» **TRECHO SELECIONADO**
---*---
Outro motivo pelo qual ter filhos hoje em dia é tão paradoxal é o fato de que os pais dedicam mais do que nunca capital emocional e financeiro à educação dos filhos, a tal ponto que ter filhos “talvez tenha se tornado [...] uma profissão, por assim dizer”. Só há um problema com essa profissão: “seus objetivos não são nada claros”. O que os pais desejam realizar em relação a seus filhos? Por exemplo, “hoje em dia, os pais [...] são responsáveis pelo bem-estar psicológico dos filhos, o que, à primeira vista, é um objetivo louvável. Mas também é obscuro”.6 Quem define “bem-estar psicológico”? É simplesmente sinônimo de felicidade? Não existem pessoas cruéis e felizes? O objetivo, então, é tornar os filhos íntegros e bons? Embora esse talvez seja o desejo dos pais de hoje, eles vivem em uma sociedade que afirma categoricamente que os valores morais são construídos pela cultura. E, em geral, acrescenta-se a isso que não devemos impor nossos valores sobre nossos filhos, mas deixar que eles escolham os valores deles. Sério? Será que não devemos nos preocupar se estão se tornando honestos, compassivos, justos e pacientes? Podemos deixar que escolham essas coisas ou não?
A Bíblia nos diz que os seres humanos são muito melhores e muito piores do que podemos imaginar. Fomos criados à imagem de Deus, mas profundamente desfigurados pelo pecado. Como a personagem principal de As crônicas de Nárnia, de C. S. Lewis, diz para as crianças:
“Vocês são descendentes do senhor Adão e da senhora Eva”, disse Aslam. “É honra suficiente para erguer a cabeça do mais pobre mendigo e vergonha suficiente para encurvar os ombros do maior imperador da terra. Deem-se por satisfeitos”.
EDUCAR O FILHO
Pais cujo desejo é que o coração de seu filho se volte para Cristo e para o evangelho precisam estar cientes de que a cultura apresenta suas crenças como se fossem simplesmente bom senso e de ampla aceitação. Todos os dias, jovens passam horas nas redes sociais, imersos em ondas de histórias, depoimentos, filmes, vídeos e anúncios que transmitem uma cosmovisão da modernidade secular.
Se você imagina que simplesmente levar o filho à igreja ou ao grupo de jovens uma vez por semana será suficiente para vencer tudo isso e formá-lo para que seja um cristão dedicado, está enganado. O que provavelmente ocorrerá será o oposto: os hábitos mais profundos do coração e o discernimento instintivo de seu filho se tornarão desvinculados das narrativas bíblicas que ele professa em público. Em algum momento no fim da adolescência ou na faculdade, o cristianismo deixará de parecer plausível.
O que os pais podem fazer?
O que gerou alguém como Martin Luther King Jr. foi uma comunidade sólida que encarnou e praticou uma visão moral clara, baseada em um conjunto de crenças a respeito da origem do mundo, da natureza do ser humano e de seu destino.12 Evidentemente, salas de aula não são capazes de produzir tudo isso, mas famílias são, especialmente quando se encontram inseridas em uma comunidade de fé.
---*---
» **BLOCO DE DADOS**
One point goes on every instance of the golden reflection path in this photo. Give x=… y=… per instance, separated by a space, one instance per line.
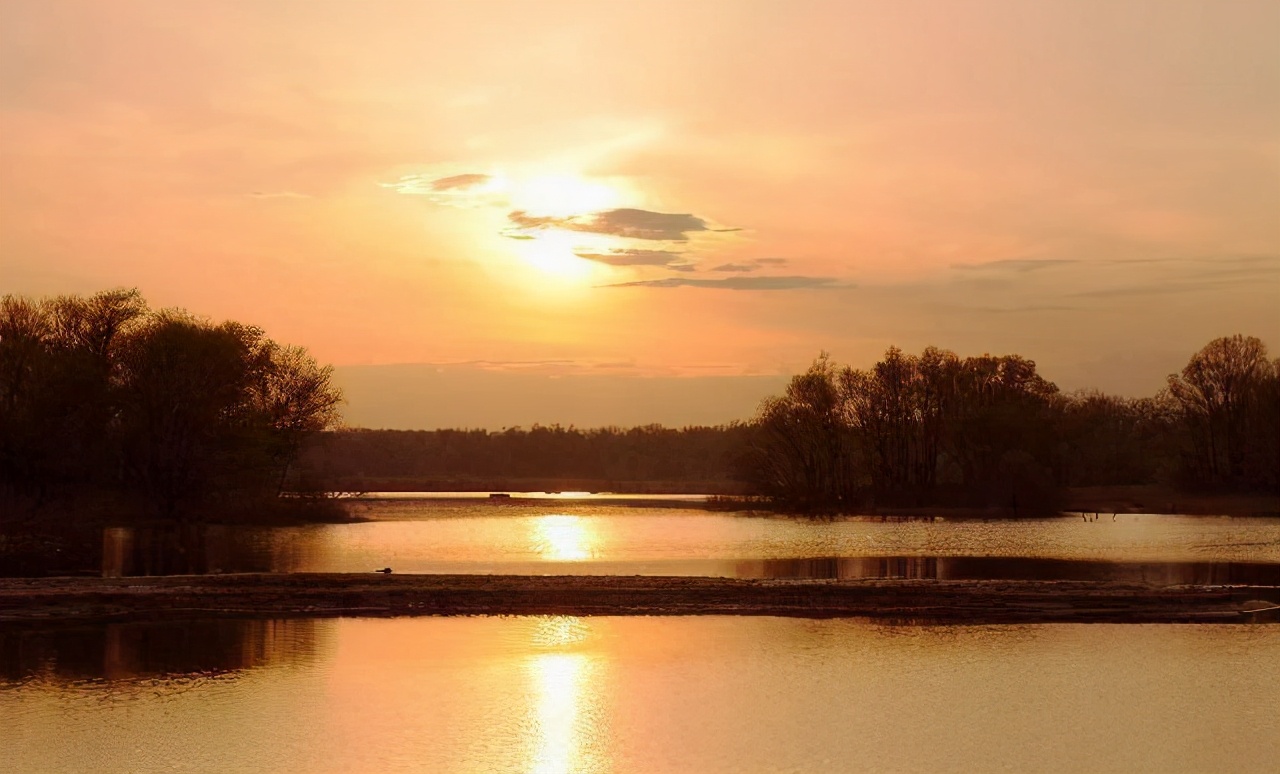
---*---
» **INSTRUÇÃO 1**
Indique se cada afirmação a seguir está de acordo com o trecho selecionado. Responda sim ou não e cite, sem alterar, as palavras do trecho que decidem a questão. (a) No trecho, quem fala às crianças sobre Adão e Eva é Aslam. (b) O trecho afirma que levar o filho à igreja uma vez por semana basta para formá-lo como cristão dedicado. (c) Segundo o trecho, salas de aula são capazes de produzir tudo isso.
» **INSTRUÇÃO 2**
Substitua "salas de aula" por "escolas" e reproduza o trecho selecionado a partir de "O que os pais podem" e seguindo até "comunidade de fé.".
Os dados são um material à parte, sem ligação com o trecho selecionado.

» **RESPOSTA FINAL 1**
(a) Sim: "disse Aslam".
(b) Não: "Se você imagina que simplesmente levar o filho à igreja ou ao grupo de jovens uma vez por semana será suficiente para vencer tudo isso e formá-lo para que seja um cristão dedicado, está enganado."
(c) Não: "salas de aula não são capazes de produzir tudo isso, mas famílias são".

» **RESPOSTA FINAL 2**
O que os pais podem fazer?
O que gerou alguém como Martin Luther King Jr. foi uma comunidade sólida que encarnou e praticou uma visão moral clara, baseada em um conjunto de crenças a respeito da origem do mundo, da natureza do ser humano e de seu destino.12 Evidentemente, escolas não são capazes de produzir tudo isso, mas famílias são, especialmente quando se encontram inseridas em uma comunidade de fé.